Rewrite the lines below as a numbered list, leaving out any blank lines.

** Start of Input data **

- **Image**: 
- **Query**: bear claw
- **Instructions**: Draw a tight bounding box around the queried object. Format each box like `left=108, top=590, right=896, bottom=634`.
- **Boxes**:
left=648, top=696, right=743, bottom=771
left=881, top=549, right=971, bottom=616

** End of Input data **

_Written solution_.
1. - **Image**: 
2. - **Query**: bear claw
3. - **Instructions**: Draw a tight bounding box around the queried object. Format each box like `left=108, top=590, right=896, bottom=634`.
4. - **Boxes**:
5. left=648, top=696, right=743, bottom=771
6. left=881, top=549, right=971, bottom=616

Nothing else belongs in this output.